> [EXERCISE DESCRIPTION]: Format the rows below, from the first line through the line containing "[70,88,204,120]", both included, as a Markdown table with columns No. and Line, one numbered line per table row and blank lines skipped. Leave the pictures out.
┄┄┄┄┄┄┄┄┄┄┄┄┄┄┄┄┄┄┄┄
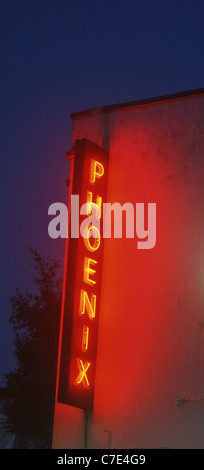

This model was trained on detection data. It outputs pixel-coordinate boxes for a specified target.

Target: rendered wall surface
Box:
[53,95,204,448]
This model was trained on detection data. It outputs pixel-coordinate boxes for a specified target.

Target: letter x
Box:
[75,357,91,388]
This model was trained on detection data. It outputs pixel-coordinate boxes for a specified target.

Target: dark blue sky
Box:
[0,0,204,379]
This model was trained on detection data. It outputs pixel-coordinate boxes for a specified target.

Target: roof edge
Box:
[70,88,204,120]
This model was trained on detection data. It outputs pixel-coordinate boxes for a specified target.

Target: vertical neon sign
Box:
[58,139,108,409]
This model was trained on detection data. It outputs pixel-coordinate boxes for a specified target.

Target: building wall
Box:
[53,95,204,448]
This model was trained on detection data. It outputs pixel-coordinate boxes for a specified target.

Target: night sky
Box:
[0,0,204,380]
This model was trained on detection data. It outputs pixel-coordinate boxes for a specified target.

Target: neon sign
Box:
[58,139,108,409]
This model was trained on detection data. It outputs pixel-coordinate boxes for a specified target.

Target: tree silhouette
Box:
[3,248,62,448]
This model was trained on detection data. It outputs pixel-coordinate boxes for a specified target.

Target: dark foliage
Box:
[3,248,62,448]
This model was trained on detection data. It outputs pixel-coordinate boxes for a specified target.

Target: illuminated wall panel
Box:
[53,90,204,448]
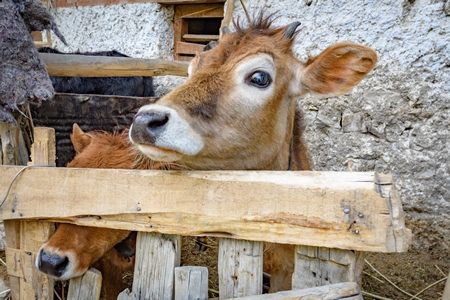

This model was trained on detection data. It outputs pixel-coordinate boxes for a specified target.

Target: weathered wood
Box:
[5,221,53,300]
[219,0,234,39]
[442,272,450,300]
[29,127,56,167]
[225,282,363,300]
[125,232,181,300]
[147,0,226,5]
[218,238,263,299]
[39,53,189,77]
[183,34,219,43]
[67,268,102,300]
[0,166,411,252]
[0,121,20,165]
[5,128,55,300]
[292,245,364,289]
[174,3,223,18]
[176,42,205,54]
[174,266,208,300]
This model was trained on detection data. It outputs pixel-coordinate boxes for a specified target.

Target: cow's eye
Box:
[247,71,272,88]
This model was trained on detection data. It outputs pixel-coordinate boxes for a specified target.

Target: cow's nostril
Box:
[55,256,69,274]
[37,251,69,277]
[147,114,169,130]
[130,111,170,145]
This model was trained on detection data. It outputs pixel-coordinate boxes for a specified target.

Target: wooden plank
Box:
[5,221,53,300]
[39,53,189,77]
[225,282,363,300]
[174,3,224,19]
[5,128,55,300]
[29,127,56,167]
[0,166,411,252]
[4,220,20,300]
[176,42,205,55]
[174,266,208,300]
[55,0,225,7]
[218,238,263,299]
[0,121,20,165]
[126,232,181,300]
[219,0,234,39]
[292,245,365,289]
[147,0,226,5]
[67,268,102,300]
[442,272,450,299]
[183,34,219,43]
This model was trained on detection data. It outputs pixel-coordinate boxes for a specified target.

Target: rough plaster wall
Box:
[235,0,450,252]
[51,3,185,96]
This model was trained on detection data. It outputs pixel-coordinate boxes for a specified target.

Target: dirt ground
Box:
[0,238,450,300]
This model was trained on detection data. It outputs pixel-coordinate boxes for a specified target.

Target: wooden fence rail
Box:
[0,127,411,300]
[39,53,189,77]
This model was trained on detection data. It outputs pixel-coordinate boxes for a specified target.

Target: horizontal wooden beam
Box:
[175,42,205,55]
[183,34,219,43]
[0,166,411,252]
[147,0,226,5]
[39,53,189,77]
[229,282,363,300]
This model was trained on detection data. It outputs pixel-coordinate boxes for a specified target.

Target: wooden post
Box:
[118,232,181,300]
[175,266,208,300]
[219,238,263,299]
[67,268,102,300]
[442,272,450,300]
[5,128,56,300]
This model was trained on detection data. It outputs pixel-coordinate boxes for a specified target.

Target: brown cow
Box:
[37,14,377,291]
[36,124,180,300]
[130,14,377,291]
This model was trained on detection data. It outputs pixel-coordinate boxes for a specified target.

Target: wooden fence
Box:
┄┄┄┄┄┄┄┄┄┄┄┄┄┄┄┄┄┄┄┄
> [COMPLETE OUTPUT]:
| No. | Line |
|---|---|
| 1 | This model was trained on detection data. It outputs pixel-coordinate boxes for a specified target. |
| 2 | Target: rendered wall surface |
| 3 | Box: |
| 4 | [53,95,204,448] |
| 5 | This model was trained on detection data. It outputs pixel-coordinate boxes for a specified target. |
| 6 | Target: letter x |
| 7 | Box: |
| 8 | [75,357,91,388] |
| 9 | This model was trained on detection data. It outputs pixel-coordinate boxes for a specified target. |
| 10 | Target: dark blue sky |
| 11 | Box: |
| 12 | [0,0,204,379] |
| 13 | This model was trained on detection data. It outputs pixel-coordinate boxes for a specified target. |
| 14 | Target: roof edge |
| 15 | Box: |
| 16 | [70,88,204,120] |